━━━ Data supplied ━━━
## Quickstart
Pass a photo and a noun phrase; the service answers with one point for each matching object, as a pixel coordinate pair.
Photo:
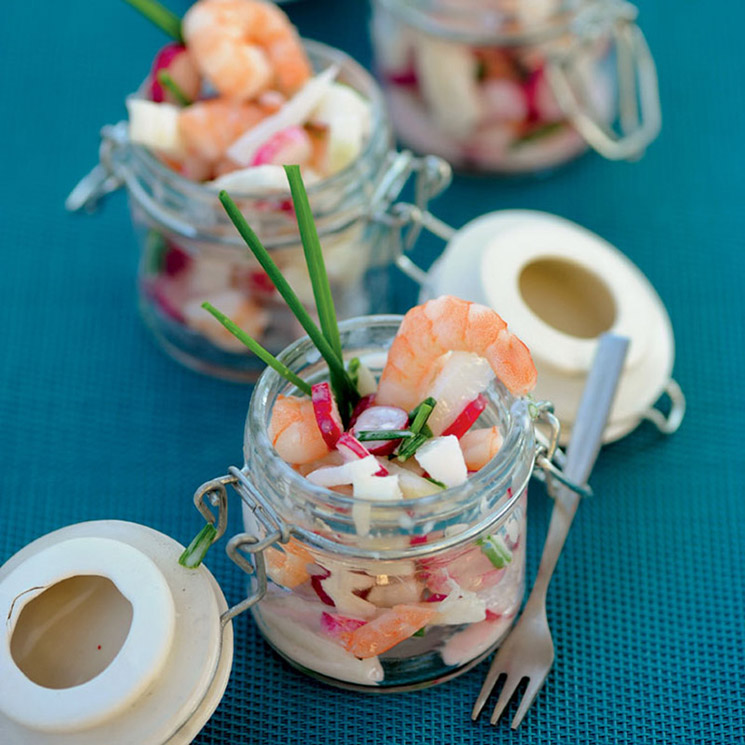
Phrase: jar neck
(192, 210)
(325, 518)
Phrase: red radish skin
(364, 403)
(376, 418)
(464, 421)
(351, 449)
(327, 413)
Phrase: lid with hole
(109, 639)
(559, 287)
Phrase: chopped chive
(164, 19)
(257, 349)
(494, 548)
(384, 434)
(165, 79)
(353, 368)
(314, 259)
(411, 446)
(422, 414)
(195, 552)
(344, 391)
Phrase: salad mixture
(231, 100)
(414, 433)
(484, 107)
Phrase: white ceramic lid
(171, 661)
(559, 286)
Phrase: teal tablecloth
(648, 603)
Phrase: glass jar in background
(378, 595)
(191, 252)
(510, 86)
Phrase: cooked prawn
(449, 324)
(479, 446)
(245, 47)
(294, 432)
(209, 128)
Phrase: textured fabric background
(648, 602)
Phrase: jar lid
(109, 639)
(559, 287)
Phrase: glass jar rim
(414, 13)
(360, 79)
(517, 443)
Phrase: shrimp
(443, 325)
(245, 47)
(294, 432)
(209, 128)
(479, 446)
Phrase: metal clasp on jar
(638, 96)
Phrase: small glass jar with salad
(384, 490)
(515, 86)
(224, 111)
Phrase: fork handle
(582, 451)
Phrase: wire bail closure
(549, 457)
(242, 545)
━━━
▶ **Exercise objective**
Please reproduce the material above word for word, without its images.

▶ **Result of this task**
## Quickstart
Pass a photo and a noun phrase; the service answers with one point for each matching object, as a pixel coordinate pair.
Photo:
Phrase: jar neck
(192, 210)
(325, 518)
Phrase: red radish skin
(364, 403)
(376, 418)
(464, 421)
(351, 449)
(327, 413)
Phrase: lid with hole
(109, 639)
(559, 287)
Phrase: chopped chive
(164, 19)
(257, 349)
(494, 548)
(384, 434)
(165, 79)
(353, 368)
(314, 259)
(411, 446)
(422, 414)
(195, 552)
(344, 391)
Phrase: salad mixture
(231, 100)
(414, 433)
(484, 107)
Phrase: white ceramic lid
(171, 661)
(559, 286)
Phrase: teal tablecloth
(648, 603)
Phrase: glass jar in background
(378, 595)
(191, 252)
(510, 86)
Phrase: cooked prawn
(449, 324)
(479, 446)
(245, 47)
(294, 432)
(209, 128)
Phrase: textured fabric background
(648, 602)
Phrase: jar lid
(109, 639)
(559, 287)
Phrase: glass jar rim
(414, 13)
(360, 79)
(517, 443)
Phrase: shrimp
(443, 325)
(245, 47)
(294, 432)
(209, 128)
(479, 446)
Phrase: metal clasp on jar
(638, 96)
Phrase: small glass jar with salad
(384, 490)
(515, 86)
(224, 111)
Phrase: fork handle
(582, 451)
Phrase: wire bail closure
(549, 457)
(242, 545)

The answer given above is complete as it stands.